◆ TASK STATEMENT ◆
Would you copy the entries that follow exactly, leaving out every picture?

[Image-grounded pointing data]
---

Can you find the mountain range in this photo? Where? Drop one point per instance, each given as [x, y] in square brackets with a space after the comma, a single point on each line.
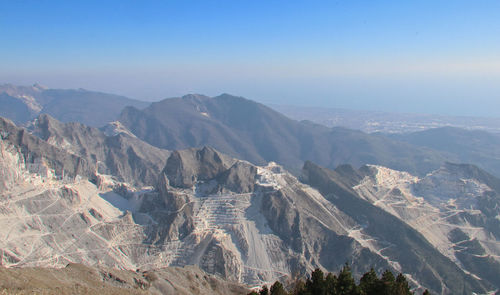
[24, 103]
[248, 195]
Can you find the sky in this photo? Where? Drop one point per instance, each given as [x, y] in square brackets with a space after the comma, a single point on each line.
[440, 57]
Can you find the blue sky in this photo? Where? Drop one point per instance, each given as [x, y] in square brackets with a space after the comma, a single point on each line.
[412, 56]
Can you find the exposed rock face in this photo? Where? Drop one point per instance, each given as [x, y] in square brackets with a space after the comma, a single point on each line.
[119, 154]
[456, 208]
[251, 131]
[68, 105]
[81, 279]
[246, 223]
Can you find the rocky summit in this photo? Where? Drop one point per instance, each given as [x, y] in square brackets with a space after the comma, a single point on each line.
[239, 221]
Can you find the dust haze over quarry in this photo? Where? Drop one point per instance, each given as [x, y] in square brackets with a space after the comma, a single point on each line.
[243, 222]
[246, 194]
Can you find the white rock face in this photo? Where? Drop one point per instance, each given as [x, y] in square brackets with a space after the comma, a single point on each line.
[437, 205]
[48, 220]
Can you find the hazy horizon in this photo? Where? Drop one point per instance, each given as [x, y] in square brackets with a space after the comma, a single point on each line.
[425, 57]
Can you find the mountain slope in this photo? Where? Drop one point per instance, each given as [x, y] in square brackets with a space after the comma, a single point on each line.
[455, 208]
[81, 279]
[114, 152]
[14, 109]
[88, 107]
[406, 247]
[251, 131]
[464, 146]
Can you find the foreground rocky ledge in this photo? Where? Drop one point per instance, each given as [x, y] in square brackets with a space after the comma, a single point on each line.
[81, 279]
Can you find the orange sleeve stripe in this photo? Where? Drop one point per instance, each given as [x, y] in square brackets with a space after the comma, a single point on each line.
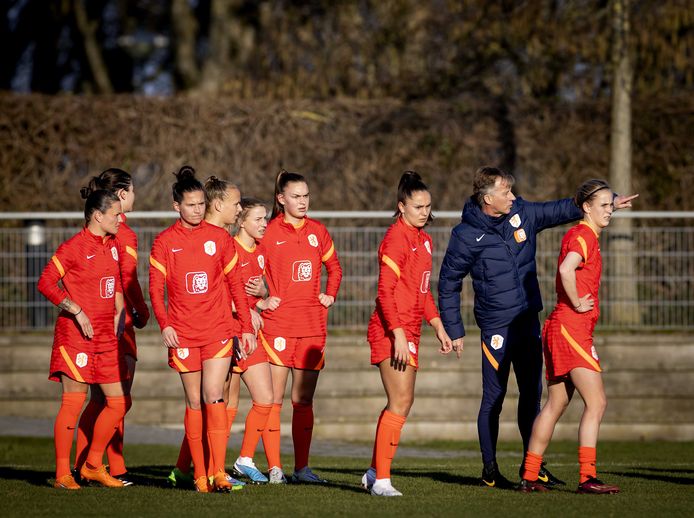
[70, 365]
[490, 357]
[275, 359]
[587, 357]
[329, 254]
[222, 352]
[391, 264]
[584, 247]
[181, 367]
[57, 264]
[157, 265]
[231, 264]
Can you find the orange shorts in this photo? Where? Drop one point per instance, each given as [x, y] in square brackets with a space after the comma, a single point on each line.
[307, 352]
[383, 349]
[189, 359]
[126, 343]
[88, 367]
[567, 346]
[239, 365]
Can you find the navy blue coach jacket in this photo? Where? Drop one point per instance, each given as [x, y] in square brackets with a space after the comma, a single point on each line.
[499, 254]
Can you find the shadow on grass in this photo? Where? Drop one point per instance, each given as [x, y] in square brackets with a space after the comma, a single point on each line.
[659, 474]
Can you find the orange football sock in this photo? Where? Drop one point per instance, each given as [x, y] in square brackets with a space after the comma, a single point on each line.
[533, 463]
[302, 432]
[256, 420]
[231, 415]
[85, 430]
[193, 426]
[184, 458]
[587, 458]
[64, 430]
[387, 438]
[114, 450]
[104, 428]
[373, 454]
[217, 434]
[271, 437]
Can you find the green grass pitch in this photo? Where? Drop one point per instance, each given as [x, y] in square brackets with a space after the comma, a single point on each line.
[657, 479]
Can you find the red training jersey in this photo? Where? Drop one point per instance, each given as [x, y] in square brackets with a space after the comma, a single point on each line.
[127, 240]
[88, 266]
[194, 266]
[404, 297]
[293, 260]
[584, 241]
[251, 264]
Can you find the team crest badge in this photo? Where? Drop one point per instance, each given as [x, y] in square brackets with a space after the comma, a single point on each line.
[210, 247]
[497, 342]
[280, 344]
[81, 360]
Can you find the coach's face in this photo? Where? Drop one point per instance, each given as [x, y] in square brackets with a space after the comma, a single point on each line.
[499, 200]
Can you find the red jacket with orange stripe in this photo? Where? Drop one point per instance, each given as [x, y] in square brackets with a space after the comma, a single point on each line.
[403, 296]
[194, 265]
[293, 260]
[127, 240]
[88, 266]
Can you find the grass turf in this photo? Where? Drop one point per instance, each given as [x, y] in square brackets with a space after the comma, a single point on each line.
[657, 479]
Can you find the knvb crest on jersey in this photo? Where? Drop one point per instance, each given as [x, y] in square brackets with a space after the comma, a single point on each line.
[302, 271]
[424, 287]
[210, 247]
[196, 282]
[107, 287]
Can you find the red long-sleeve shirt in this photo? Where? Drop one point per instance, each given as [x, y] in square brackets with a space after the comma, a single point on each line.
[194, 266]
[127, 240]
[88, 266]
[404, 297]
[293, 260]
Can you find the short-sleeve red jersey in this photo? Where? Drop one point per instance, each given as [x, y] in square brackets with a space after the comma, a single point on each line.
[293, 260]
[127, 240]
[404, 296]
[88, 266]
[584, 241]
[250, 264]
[194, 265]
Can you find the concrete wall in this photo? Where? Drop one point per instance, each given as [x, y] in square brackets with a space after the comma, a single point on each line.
[649, 380]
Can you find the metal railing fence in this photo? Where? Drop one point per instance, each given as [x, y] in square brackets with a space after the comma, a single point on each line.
[663, 258]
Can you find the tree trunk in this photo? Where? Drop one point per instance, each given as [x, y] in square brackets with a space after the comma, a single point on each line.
[184, 29]
[623, 291]
[92, 49]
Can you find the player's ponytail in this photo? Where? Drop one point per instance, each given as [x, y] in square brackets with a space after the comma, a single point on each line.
[588, 190]
[283, 179]
[185, 182]
[410, 183]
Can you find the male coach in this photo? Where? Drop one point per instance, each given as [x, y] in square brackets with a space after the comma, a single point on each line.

---

◆ THE ANSWER ◆
Can you find the mountain range in this photo? Where? Drop one point per instance, each given as [x, y] in square brackets with a space after the comma, a single point on each line.
[24, 103]
[248, 195]
Can you find the sky in this photo? Where? Drop one point per instance, each given as [x, y] in square brackets with a space after the comma, a single point on each line.
[440, 57]
Can you find the blue sky in this photo? Where? Drop one point per instance, each given as [x, y] in square brackets with a space after the comma, a single point on each line.
[412, 56]
Can you find the exposed rock face in this photo? Where? Drop one point per instance, each given as [x, y] in square brackets with a space after the comma, a single point on each line.
[119, 154]
[456, 208]
[251, 131]
[68, 105]
[81, 279]
[246, 223]
Can you find the rocky summit in this photo? Where? Drop one point per instance, each given as [x, y] in square brackets with a space after the comma, a single point on each line.
[239, 221]
Can you find the dust haze over quarry in this photo? Where? Drop one point per instance, each given as [x, y] in square brackets with a space after the comma, a single point on each line.
[243, 222]
[246, 194]
Can you find the white rock face in this photo? Where? Drop one point per instance, each given as [x, y] in square brackets with a space after the comma, a single point on each line.
[437, 205]
[48, 220]
Can you find the hazy horizon in this photo? Where? Drop one point per instance, each given as [x, y] in square brackets with a space after the comma, a single point on each line.
[425, 57]
Can you find the mountain slope in this photo? Where? Drop one point per instance, each given as [x, y] in square brackets with a space after the comma, a single point on each line.
[455, 208]
[81, 279]
[114, 152]
[14, 109]
[88, 107]
[406, 247]
[251, 131]
[464, 146]
Can you find the foreground rocky ledge in this photo? Where? Drop one point per instance, each given as [x, y] in square brackets with a space after the comma, a single point on each line.
[81, 279]
Can you find the orange sleeve stripe in this photo? Where? Drop one point per instance, each given as [x, y] in square brackets with a space after the comma, a single point on each line.
[70, 365]
[490, 357]
[275, 359]
[587, 357]
[329, 254]
[222, 352]
[391, 264]
[584, 247]
[181, 367]
[57, 264]
[157, 265]
[231, 264]
Can you find the orange shorts in this photo? Where? Drop one point per instance, each given as [x, y] in square brackets with a space after the comma, a single point on each line.
[307, 352]
[383, 349]
[189, 359]
[126, 343]
[88, 367]
[567, 346]
[239, 365]
Can you find the navy blue coach jacket in this photo? Where? Drop one point per instance, each given as [x, y] in square brackets with a space after the comma, a single point on each line.
[499, 254]
Can you find the shadow on grass in this photo? Where? Drop one point per instance, each given as [x, y] in square brackets with a space after the comma, a single point on each line.
[659, 474]
Can you find the orange football sock in this photo? Where? Drop one point per instance, each given as [x, y] in square brackets with a space after the comma, a single point on each line.
[533, 463]
[302, 432]
[256, 420]
[231, 415]
[85, 430]
[193, 426]
[184, 458]
[587, 458]
[64, 430]
[387, 438]
[114, 450]
[104, 428]
[373, 454]
[217, 434]
[271, 437]
Can you find the green grass pitch in this photo? Where? Drop one point per instance, each given as [x, y] in square brackets with a space after the comma, a single point on each line.
[657, 479]
Can you find the red training jersey in this photo? Where? Drop one point per instance, each given as [x, y] in square brackets with a space after the comma, a single point on each line.
[127, 240]
[88, 266]
[194, 266]
[404, 297]
[293, 260]
[584, 241]
[251, 264]
Can you find the team crest badge in this photo? Where? Drop one point per instance, each given as [x, y] in square brackets with a space after the comma, a single point on each line.
[210, 247]
[497, 342]
[280, 344]
[81, 360]
Can you find the coach's face in this photo? Where? Drop one point per instance, each given as [x, y] in square brackets with a space after the comma, a single point on each line.
[499, 200]
Can you find the red jacket with orange stripe in this photo? Where? Drop one point per instance, each given as [x, y] in square brackets with a space after the comma, a single point on each line.
[403, 296]
[194, 265]
[293, 260]
[127, 240]
[88, 266]
Can you find the grass turf in this photo? Where? Drop one point per instance, each given as [x, y] in square brackets with a space after the comma, a single point on each line.
[657, 479]
Can you find the knvb crest on jersey in this photo? Where? Drop one point per instance, each given as [x, y] in square brackets with a space after the comma, a single point on each line.
[302, 271]
[424, 287]
[210, 247]
[196, 282]
[107, 287]
Can you find the red long-sleeve shirt in this photo? Where? Drop one point per instance, each given as [x, y] in square brackets with a space after the comma, a single point on each line.
[194, 266]
[127, 240]
[88, 266]
[404, 297]
[293, 260]
Can you find the short-sleeve red jersey in this photo? Where? Drop one point per instance, each given as [x, y] in square brackets with a space after the comma, a single point on each line.
[293, 260]
[127, 240]
[404, 296]
[88, 266]
[584, 241]
[250, 264]
[194, 265]
Can you find the concrete wall in this photo? Where? Drop one point per instance, each given as [x, y] in square brackets with a space after the comma, a single point on each line.
[649, 380]
Can you find the metal railing fence in this photo? Where? Drop one point per instance, each given as [x, y] in square brackets with a space after the comma, a single point on each line.
[663, 258]
Can you find the tree trunk in this photo? Where? Drop one point per instance, each given as [x, y] in square brackets with a space after the comma, a single point on each line.
[184, 29]
[623, 291]
[92, 49]
Can you find the player's ponytail in this photo? Where? Drop one point per instance, each given as [x, y] in square brackets with a space after the comma, a single point on each line.
[588, 190]
[283, 179]
[185, 182]
[410, 183]
Can you find the male coach in this photo? Where? Drop one point per instance, each given as [x, y] in square brackets with a space after the comma, a single point on each line.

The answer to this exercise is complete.